Region labeling records:
-*-*-

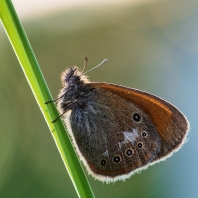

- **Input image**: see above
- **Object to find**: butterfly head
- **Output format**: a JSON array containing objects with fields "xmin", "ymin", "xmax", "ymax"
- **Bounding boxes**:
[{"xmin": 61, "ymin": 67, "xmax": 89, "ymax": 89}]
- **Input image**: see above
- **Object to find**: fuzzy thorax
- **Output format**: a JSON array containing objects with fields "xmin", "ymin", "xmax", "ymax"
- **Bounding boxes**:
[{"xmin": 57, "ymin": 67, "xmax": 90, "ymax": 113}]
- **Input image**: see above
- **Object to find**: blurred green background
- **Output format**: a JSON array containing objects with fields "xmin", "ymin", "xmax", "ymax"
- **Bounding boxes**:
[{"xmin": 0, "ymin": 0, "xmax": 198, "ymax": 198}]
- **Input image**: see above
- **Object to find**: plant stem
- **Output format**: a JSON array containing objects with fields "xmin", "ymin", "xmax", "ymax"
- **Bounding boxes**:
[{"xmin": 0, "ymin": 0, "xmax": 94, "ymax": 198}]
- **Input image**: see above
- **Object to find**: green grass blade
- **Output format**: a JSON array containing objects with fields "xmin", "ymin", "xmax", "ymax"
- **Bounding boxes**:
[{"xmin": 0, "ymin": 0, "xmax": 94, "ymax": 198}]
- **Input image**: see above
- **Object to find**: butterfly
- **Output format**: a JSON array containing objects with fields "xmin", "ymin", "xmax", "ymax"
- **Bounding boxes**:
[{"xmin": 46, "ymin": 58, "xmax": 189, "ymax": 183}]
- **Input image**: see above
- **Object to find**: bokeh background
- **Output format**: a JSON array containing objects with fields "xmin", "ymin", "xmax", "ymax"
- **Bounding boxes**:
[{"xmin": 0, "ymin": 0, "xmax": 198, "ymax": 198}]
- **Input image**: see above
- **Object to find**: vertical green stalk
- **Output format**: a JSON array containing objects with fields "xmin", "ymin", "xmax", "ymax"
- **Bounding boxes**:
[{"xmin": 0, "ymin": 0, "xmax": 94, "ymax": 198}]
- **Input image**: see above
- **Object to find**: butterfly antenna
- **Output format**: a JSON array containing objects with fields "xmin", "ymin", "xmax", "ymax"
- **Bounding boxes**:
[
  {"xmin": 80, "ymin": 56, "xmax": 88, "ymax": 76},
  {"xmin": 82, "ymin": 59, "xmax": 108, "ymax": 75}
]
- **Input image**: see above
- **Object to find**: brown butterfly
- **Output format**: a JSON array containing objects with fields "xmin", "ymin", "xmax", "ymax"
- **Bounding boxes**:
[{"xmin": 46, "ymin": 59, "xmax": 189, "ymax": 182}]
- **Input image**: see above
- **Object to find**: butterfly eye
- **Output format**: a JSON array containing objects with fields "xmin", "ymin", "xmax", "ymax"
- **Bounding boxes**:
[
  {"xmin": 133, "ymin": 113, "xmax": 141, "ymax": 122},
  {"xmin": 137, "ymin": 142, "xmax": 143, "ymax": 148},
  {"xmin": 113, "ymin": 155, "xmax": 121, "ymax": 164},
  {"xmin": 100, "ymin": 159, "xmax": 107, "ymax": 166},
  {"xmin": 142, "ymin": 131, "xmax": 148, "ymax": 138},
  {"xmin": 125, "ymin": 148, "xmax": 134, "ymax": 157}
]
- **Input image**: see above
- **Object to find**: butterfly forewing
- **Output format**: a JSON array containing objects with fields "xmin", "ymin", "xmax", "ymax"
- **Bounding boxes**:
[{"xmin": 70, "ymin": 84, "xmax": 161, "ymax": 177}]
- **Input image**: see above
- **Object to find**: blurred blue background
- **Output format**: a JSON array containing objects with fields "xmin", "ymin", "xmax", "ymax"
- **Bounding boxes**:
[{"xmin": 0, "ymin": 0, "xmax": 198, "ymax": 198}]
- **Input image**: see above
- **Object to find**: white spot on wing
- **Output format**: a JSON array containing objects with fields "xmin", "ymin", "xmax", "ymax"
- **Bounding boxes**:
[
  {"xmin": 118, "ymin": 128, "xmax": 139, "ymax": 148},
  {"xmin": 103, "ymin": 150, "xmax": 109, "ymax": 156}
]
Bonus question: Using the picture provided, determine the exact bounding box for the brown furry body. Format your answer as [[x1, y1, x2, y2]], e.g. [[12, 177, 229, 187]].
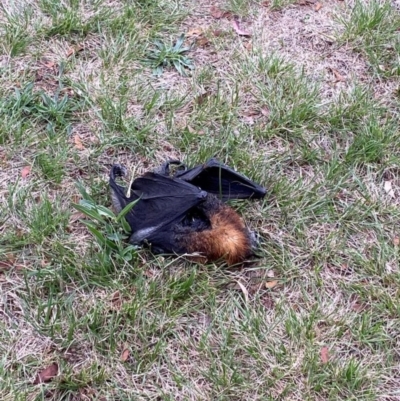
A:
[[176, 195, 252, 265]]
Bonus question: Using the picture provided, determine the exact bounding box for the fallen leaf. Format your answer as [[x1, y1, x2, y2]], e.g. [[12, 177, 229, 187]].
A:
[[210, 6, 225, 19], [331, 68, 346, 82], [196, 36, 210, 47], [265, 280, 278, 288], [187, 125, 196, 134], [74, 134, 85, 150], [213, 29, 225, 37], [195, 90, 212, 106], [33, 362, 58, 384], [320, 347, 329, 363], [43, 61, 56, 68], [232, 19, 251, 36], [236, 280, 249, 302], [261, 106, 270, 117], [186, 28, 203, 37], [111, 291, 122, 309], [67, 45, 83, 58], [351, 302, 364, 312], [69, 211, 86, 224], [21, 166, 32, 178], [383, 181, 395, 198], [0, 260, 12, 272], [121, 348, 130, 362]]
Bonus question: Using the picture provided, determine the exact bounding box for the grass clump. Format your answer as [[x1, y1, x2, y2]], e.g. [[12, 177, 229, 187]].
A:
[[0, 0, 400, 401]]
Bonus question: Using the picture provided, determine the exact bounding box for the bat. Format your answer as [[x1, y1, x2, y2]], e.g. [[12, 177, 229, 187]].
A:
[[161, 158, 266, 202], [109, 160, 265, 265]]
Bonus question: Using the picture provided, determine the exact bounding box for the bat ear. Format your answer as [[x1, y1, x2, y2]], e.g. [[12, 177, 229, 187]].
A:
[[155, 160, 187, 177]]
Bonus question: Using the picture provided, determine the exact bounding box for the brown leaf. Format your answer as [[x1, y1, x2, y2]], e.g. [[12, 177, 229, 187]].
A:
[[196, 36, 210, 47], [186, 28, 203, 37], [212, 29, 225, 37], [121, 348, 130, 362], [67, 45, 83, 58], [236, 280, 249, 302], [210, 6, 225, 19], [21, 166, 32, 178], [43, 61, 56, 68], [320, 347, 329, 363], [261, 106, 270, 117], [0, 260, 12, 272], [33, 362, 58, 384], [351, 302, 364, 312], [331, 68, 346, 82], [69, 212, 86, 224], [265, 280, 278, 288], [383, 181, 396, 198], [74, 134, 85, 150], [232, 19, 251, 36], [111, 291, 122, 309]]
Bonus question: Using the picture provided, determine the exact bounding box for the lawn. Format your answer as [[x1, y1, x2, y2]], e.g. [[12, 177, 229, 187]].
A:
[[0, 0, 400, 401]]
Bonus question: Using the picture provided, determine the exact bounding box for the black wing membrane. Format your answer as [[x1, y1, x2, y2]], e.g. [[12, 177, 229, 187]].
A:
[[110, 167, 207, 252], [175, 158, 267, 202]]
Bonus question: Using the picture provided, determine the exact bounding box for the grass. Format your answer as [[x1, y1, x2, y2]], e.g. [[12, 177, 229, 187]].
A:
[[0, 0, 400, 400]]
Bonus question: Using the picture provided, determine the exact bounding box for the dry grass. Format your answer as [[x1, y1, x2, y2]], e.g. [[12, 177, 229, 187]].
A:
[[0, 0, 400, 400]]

-*-*-

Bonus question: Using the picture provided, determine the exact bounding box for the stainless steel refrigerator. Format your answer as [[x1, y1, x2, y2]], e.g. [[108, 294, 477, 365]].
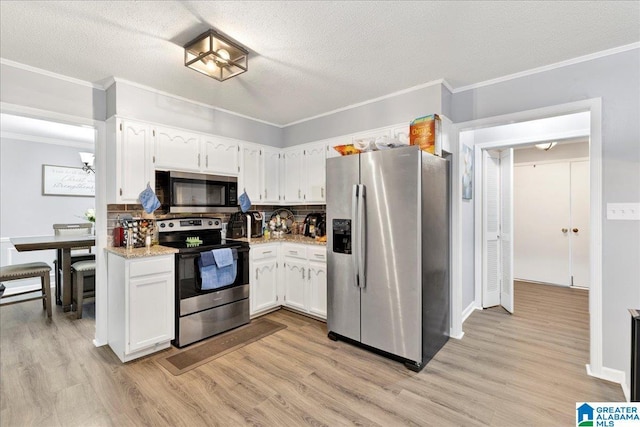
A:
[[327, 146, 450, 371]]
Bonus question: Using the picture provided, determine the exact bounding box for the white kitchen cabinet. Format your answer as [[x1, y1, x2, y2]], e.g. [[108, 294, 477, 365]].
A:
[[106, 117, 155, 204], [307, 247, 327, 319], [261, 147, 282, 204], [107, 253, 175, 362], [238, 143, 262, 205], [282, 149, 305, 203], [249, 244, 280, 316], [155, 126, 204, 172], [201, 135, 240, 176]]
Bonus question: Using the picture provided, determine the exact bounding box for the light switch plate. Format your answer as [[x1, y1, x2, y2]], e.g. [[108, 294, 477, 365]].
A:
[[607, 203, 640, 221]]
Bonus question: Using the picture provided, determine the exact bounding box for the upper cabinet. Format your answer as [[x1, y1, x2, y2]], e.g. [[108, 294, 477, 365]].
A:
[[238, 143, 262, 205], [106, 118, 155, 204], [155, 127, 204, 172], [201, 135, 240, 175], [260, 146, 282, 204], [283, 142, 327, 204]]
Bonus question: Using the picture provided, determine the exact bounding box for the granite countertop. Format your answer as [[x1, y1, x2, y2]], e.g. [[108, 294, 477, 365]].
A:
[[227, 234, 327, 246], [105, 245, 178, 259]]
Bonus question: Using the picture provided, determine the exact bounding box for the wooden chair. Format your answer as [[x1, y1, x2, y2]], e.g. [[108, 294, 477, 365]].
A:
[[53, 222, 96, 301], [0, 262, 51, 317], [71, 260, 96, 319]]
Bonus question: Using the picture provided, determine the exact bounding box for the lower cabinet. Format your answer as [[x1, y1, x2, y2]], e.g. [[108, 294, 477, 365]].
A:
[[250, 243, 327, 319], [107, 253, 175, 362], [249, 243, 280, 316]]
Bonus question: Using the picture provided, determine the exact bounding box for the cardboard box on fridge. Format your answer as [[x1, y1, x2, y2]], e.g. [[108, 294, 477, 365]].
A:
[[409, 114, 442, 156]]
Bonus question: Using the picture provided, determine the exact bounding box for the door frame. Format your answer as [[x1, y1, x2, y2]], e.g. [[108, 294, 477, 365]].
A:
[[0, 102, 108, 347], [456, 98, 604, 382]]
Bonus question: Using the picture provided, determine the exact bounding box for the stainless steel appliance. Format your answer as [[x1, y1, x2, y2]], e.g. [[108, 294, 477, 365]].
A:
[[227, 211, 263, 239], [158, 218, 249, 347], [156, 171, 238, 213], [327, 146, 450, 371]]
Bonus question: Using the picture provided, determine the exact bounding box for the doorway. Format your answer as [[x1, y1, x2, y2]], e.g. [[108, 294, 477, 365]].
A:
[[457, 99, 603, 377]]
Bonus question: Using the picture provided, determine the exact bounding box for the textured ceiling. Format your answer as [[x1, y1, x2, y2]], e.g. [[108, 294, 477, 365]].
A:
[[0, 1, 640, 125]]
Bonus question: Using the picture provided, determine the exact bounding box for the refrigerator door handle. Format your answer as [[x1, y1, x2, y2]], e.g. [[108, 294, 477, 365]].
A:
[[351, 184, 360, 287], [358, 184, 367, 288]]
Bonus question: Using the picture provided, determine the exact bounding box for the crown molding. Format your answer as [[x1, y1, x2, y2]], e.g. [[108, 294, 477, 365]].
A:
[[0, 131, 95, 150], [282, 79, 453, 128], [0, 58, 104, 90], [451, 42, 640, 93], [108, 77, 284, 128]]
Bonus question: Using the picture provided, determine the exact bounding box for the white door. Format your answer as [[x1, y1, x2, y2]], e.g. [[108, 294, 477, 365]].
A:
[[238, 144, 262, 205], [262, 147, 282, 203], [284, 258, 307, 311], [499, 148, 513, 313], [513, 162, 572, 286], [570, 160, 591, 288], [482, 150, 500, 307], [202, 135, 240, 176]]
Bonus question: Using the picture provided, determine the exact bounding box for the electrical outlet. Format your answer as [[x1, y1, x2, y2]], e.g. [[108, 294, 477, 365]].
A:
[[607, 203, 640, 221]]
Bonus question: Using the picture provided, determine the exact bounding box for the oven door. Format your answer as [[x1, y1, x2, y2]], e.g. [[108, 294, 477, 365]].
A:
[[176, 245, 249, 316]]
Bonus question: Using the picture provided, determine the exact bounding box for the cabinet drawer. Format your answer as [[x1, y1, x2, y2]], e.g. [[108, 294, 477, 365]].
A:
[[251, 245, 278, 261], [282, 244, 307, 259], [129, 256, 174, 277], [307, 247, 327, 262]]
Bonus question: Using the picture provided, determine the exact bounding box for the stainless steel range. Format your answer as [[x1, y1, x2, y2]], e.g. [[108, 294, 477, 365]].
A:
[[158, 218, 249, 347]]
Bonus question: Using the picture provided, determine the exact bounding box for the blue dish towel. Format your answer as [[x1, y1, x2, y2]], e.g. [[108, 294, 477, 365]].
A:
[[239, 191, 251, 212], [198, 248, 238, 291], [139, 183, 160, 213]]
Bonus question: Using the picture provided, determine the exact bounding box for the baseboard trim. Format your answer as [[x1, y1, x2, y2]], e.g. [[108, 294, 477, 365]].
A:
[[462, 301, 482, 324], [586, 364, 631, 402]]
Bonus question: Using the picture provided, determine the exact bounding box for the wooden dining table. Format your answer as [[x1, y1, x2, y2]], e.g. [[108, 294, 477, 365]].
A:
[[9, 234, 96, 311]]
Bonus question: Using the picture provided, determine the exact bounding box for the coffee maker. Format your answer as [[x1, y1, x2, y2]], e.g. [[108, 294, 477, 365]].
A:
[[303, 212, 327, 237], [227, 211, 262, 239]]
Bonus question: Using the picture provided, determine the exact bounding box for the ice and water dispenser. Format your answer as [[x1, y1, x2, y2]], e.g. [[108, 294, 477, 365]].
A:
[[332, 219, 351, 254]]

-*-*-

◆ Short problem: Copy out the material starting with the line containing "the wooden chair." and going on through the line containing "260, 96, 319]]".

◆ Completed task:
Bonus question: Using the picture provided, determine the exact bounding box for the wooden chair. Format your answer as [[x1, y1, x2, y2]], e.g. [[108, 294, 477, 365]].
A:
[[53, 222, 96, 301], [0, 262, 51, 317], [71, 260, 96, 319]]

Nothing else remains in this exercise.